- **Required work**
List each line of the data that holds the string "frame".

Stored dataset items
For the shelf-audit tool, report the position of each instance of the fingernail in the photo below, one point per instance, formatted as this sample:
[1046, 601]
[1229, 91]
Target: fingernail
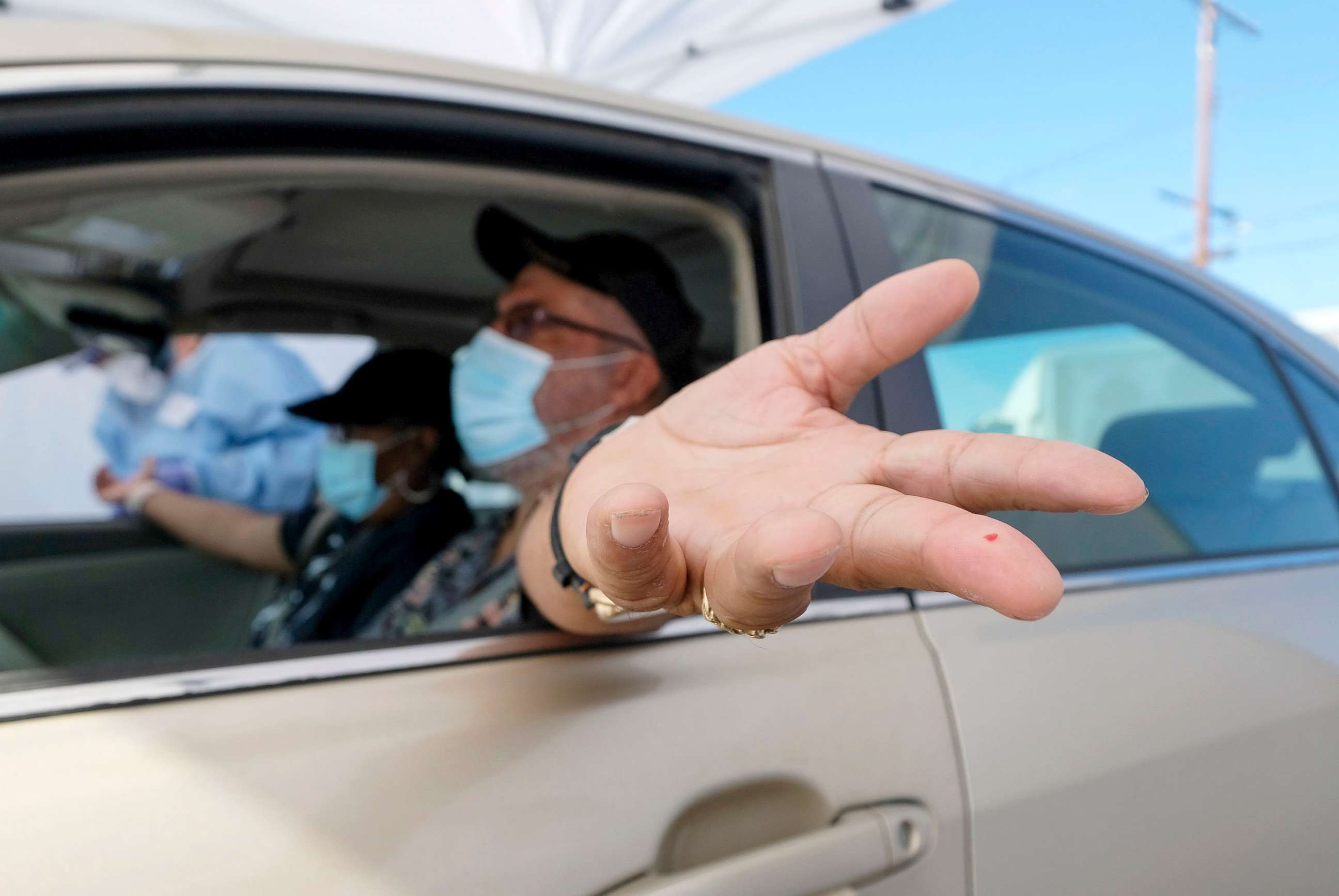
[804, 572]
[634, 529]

---

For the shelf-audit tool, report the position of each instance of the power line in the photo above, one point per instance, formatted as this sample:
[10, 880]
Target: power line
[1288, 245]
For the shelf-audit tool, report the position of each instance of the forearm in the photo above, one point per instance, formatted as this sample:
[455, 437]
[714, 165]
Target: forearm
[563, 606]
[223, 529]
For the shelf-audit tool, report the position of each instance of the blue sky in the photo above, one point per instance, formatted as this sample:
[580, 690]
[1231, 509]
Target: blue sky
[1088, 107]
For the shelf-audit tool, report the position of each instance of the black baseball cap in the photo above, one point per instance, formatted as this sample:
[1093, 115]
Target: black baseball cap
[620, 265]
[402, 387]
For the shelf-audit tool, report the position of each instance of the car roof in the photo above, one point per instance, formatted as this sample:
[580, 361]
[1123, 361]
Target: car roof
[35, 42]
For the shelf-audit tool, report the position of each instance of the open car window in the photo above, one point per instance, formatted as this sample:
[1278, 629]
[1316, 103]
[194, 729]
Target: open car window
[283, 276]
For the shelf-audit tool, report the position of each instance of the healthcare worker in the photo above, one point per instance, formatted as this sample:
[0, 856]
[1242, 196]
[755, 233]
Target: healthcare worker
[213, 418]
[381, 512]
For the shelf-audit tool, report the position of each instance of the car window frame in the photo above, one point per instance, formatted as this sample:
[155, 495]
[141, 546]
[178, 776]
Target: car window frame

--

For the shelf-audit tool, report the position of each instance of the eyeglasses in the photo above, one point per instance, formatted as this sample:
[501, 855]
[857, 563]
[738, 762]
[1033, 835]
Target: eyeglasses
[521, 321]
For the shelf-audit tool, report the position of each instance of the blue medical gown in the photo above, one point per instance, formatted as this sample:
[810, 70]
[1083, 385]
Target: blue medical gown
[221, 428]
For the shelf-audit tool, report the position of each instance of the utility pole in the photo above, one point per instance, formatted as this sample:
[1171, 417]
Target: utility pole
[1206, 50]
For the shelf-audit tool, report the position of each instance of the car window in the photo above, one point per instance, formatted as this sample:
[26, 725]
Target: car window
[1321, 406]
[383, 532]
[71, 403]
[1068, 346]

- **Problem solution**
For the shelf-audit tool, report the position of each instance of the car window frame in the photo above, one point per instance, formatted as this sample:
Target: car window frame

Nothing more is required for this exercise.